- [Source data]:
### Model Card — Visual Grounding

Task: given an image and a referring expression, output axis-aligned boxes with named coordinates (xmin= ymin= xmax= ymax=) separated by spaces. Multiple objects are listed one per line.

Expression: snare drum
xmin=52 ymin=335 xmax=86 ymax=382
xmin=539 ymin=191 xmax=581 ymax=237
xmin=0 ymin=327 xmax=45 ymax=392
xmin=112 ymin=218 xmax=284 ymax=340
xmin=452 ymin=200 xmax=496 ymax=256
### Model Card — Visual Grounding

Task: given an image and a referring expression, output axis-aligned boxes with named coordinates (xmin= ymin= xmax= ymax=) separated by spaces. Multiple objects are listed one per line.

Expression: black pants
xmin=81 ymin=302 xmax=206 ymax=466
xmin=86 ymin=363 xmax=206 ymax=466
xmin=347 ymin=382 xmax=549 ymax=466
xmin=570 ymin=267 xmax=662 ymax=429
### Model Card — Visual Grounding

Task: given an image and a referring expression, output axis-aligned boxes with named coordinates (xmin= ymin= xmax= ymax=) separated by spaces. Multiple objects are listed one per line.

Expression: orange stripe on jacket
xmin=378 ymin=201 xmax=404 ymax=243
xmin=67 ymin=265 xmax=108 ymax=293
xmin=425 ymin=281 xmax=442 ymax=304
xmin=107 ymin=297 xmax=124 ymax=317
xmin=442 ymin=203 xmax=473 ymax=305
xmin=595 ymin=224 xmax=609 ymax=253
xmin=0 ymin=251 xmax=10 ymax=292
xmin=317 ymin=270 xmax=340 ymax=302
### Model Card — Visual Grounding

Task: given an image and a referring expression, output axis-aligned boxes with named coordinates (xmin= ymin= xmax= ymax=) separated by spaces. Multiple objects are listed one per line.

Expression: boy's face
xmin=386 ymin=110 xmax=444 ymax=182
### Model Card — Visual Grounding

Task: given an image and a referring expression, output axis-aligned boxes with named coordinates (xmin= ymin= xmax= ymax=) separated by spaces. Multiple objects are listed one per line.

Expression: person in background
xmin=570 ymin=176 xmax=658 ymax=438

- [Exercise aim]: Copy exactly, and only, the lines from the one containing "Expression: boy's face" through the last line of the listing.

- [Task solution]:
Expression: boy's face
xmin=386 ymin=110 xmax=444 ymax=182
### Model Card — Visual Grounding

Task: given an image and a referring expression, output axis-aligned boxes with named coordinates (xmin= ymin= xmax= ymax=) separated by spaces. Multiple objects are listed one per line.

Expression: person in background
xmin=570 ymin=176 xmax=658 ymax=438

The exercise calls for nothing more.